→ **Page text**:
[Start of section]

Tiled Hacker news on React Router

I built a vulnerable app and spent $1,500 seeing if LLMs could hack it

345 points - today at 12:56 AM

Source

SOLAR_FIELDS
today at 1:30 AM
One interesting takeaway is the low score on Anthropic models from this benchmark. It’s not because of capability, it’s because Anthropic’s guardrails prevented it from solving the problem.
I noticed with each model release Anthropic constrains the model more security wise. Its propensity to refuse doing legitimate work has been increasing. It now puts up more resistance around performing logins, handling credentials on behalf of the user, etc.
For myself, it’s already gotten to the point where it has mildly affected the usefulness of the model. If I bump on some action I want it to do I can usually work around it, but I suspice the ability to do so will close with each new release. Eventually I’ll reach a point where I am forced to choose between the useful aspects of the model and the limiting ones instead of just picking the most capable model out there
Eventually these models will significantly suffer from overfitting to the least common denominator. If I have this beautiful deterministic setup that swaps secrets out in flight so the LLM never sees them, I’m going to be really annoyed when the LLM still won’t send them out because it is trained to deal with the 99% of people just doing the dumb thing
dwa3592
today at 2:43 PM
Nice exercise. Couple things:
- I think the exercise was inconclusive for Claude and Gemini because they hardly tried to solve the task at hand. So the scores don't mean much.
- I did the same exercise for an app I built and I asked the models to do something similar; Interestingly the models (Opus 4.6, 4.7 and Gemini 3.1 Pro) never refused to try to exploit. The difference is that in the first few runs, they found some exploits which I fixed but after fixing those - the models could never find any other exploit even though I knew things existed which could be exploited. It felt like they suggested everything and tried everything that was in their training set and that's it; they were just not able to think anymore.
mariopt
today at 3:05 AM
The methodoly used is quite naive.
I've used glm 5.1 on fairly advanced crackme challenges (example: https://crackmes.one/crackme/698f40f1e2ba6023bfacaa82), and to my suprise it was able to patch binaries, doing runtime analysis, bypassing anti debug techniques, etc.
Expecting the model to do everything by itself is unrealistic, I found that working along the modal works really well. I'm not speaking about spoiling the solution, just tell it which direction to explore. Chinese models are much more capable than people give it credit for, but Claude/Codex won the marketing game.
The only usecase of this methodology would be for CI integration, which can be nice but I think security reviews still need human attention and expertise.

[End of section]

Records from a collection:
[Start of section]

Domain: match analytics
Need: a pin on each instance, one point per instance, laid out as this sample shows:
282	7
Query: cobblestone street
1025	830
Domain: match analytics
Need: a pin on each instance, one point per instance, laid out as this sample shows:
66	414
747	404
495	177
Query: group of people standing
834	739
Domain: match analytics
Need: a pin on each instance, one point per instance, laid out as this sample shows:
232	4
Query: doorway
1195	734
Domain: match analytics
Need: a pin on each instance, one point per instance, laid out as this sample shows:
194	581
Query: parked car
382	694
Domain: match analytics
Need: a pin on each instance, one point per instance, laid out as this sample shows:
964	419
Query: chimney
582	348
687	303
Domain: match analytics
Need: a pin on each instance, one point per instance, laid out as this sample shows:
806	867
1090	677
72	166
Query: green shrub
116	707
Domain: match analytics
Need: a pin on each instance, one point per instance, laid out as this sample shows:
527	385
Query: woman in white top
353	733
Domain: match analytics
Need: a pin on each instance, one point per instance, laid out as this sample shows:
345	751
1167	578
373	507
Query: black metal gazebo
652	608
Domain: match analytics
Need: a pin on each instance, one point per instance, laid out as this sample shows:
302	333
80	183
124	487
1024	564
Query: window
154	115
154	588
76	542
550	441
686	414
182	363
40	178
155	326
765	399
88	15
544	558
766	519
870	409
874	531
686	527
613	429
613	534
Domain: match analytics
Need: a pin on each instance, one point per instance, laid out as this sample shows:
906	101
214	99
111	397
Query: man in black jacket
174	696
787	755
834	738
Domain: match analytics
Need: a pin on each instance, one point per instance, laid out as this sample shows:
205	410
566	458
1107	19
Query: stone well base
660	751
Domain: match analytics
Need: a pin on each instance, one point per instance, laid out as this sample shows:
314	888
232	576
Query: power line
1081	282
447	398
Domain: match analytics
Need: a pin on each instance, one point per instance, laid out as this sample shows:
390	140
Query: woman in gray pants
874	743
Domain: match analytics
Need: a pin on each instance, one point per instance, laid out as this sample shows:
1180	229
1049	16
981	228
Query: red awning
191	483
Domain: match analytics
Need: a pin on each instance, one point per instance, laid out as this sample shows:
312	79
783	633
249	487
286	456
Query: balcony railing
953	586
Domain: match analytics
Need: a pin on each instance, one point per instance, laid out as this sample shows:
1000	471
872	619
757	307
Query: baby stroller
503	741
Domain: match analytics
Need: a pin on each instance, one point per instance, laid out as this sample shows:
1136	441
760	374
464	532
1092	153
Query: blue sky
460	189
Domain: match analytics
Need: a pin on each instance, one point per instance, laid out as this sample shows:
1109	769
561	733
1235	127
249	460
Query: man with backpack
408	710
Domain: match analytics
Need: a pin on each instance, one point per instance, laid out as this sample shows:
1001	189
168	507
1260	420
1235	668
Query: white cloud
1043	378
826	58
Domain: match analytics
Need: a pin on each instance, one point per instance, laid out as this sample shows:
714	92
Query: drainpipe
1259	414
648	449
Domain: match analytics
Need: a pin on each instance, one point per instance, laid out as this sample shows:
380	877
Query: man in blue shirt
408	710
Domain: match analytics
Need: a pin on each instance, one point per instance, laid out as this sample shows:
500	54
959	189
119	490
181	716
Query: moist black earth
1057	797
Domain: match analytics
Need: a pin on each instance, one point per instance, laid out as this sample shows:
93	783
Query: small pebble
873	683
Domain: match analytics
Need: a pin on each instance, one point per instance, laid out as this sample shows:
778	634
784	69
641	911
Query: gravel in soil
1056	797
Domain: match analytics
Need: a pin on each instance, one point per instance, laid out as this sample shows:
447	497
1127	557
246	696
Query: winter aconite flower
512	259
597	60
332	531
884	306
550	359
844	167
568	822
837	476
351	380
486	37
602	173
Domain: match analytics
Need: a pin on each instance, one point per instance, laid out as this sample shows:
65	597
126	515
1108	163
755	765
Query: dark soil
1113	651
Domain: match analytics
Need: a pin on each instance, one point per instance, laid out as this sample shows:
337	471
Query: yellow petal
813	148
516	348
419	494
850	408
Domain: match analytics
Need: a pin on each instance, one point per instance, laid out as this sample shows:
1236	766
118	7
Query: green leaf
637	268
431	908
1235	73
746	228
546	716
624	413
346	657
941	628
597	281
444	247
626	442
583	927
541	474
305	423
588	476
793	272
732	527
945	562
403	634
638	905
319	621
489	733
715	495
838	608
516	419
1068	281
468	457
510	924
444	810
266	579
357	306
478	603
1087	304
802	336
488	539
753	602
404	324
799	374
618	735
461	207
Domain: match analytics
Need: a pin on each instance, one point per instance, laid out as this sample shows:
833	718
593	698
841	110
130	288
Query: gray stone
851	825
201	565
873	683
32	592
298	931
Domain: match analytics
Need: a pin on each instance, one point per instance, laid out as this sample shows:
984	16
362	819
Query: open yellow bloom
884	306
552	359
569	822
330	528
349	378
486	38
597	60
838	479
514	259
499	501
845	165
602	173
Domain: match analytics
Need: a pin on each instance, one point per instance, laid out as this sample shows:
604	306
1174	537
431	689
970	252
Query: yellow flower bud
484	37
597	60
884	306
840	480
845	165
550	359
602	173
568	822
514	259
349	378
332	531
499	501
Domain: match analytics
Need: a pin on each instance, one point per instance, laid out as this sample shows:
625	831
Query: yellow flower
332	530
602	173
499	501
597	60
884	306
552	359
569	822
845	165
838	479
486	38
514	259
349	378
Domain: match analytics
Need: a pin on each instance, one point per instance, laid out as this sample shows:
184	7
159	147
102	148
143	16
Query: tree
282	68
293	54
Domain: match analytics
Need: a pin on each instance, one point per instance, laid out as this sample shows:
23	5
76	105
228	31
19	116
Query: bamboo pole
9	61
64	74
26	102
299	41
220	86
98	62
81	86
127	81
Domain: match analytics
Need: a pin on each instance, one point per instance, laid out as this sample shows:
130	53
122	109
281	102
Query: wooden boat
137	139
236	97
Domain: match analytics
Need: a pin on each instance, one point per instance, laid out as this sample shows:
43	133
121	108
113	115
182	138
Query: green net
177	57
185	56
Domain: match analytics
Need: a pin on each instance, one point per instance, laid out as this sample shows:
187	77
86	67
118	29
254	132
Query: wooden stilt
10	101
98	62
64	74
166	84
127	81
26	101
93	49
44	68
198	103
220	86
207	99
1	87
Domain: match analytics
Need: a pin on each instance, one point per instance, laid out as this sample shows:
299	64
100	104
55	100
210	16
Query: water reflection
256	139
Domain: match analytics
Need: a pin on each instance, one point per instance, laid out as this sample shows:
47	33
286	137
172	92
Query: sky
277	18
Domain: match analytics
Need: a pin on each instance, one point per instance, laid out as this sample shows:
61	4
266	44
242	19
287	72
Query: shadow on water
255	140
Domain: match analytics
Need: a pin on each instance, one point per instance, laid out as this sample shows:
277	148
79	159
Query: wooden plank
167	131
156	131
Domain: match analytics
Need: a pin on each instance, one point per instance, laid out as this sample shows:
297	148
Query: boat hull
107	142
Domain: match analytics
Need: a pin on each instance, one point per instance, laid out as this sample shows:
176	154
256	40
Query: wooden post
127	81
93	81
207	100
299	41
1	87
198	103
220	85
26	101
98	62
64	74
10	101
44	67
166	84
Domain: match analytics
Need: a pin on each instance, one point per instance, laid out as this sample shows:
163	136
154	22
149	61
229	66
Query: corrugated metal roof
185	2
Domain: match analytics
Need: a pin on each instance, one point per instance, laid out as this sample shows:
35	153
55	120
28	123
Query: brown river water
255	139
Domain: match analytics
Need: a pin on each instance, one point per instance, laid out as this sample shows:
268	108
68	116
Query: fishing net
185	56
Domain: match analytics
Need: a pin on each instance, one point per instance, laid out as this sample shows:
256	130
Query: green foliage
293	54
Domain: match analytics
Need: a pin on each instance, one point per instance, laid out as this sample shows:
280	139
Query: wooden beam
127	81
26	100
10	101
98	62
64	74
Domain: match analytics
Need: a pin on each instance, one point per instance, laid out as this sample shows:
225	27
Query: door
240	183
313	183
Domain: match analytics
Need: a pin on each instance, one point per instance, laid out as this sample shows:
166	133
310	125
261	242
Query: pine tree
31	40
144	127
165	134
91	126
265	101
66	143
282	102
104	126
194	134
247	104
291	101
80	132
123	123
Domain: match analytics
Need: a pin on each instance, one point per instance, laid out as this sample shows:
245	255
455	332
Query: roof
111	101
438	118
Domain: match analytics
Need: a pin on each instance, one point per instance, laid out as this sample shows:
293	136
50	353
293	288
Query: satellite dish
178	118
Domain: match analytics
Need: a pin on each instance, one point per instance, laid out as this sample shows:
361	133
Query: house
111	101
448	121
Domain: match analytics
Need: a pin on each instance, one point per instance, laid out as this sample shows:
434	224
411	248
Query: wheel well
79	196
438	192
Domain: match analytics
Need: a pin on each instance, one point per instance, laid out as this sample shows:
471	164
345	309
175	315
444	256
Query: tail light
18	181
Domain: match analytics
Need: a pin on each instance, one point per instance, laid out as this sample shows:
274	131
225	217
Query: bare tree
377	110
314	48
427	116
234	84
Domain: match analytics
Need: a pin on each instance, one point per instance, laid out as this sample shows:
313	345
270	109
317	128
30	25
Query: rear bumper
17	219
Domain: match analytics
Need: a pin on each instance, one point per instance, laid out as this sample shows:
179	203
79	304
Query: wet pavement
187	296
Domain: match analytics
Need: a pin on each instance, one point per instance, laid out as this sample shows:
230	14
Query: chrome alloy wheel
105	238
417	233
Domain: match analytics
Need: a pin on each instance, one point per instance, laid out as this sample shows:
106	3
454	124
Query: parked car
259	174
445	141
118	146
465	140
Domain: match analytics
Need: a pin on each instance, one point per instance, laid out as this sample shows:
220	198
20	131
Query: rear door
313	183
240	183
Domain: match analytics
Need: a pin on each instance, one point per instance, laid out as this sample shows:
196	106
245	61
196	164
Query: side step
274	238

[End of section]

→ **Work instruction A**:
Please copy the stretch of the thread from "- I did the" through "to think anymore." word for word.
→ **Work instruction B**:
Answer these questions from the thread.
(i) How much money does the post title say was spent?
(ii) Which models does the commenter dwa3592 say never refused to try to exploit?
(iii) What model did the commenter mariopt use on crackme challenges?

→ **Response box A**:
- I did the same exercise for an app I built and I asked the models to do something similar; Interestingly the models (Opus 4.6, 4.7 and Gemini 3.1 Pro) never refused to try to exploit. The difference is that in the first few runs, they found some exploits which I fixed but after fixing those - the models could never find any other exploit even though I knew things existed which could be exploited. It felt like they suggested everything and tried everything that was in their training set and that's it; they were just not able to think anymore.

→ **Response box B**:
(i) $1,500
(ii) Opus 4.6, 4.7 and Gemini 3.1 Pro
(iii) glm 5.1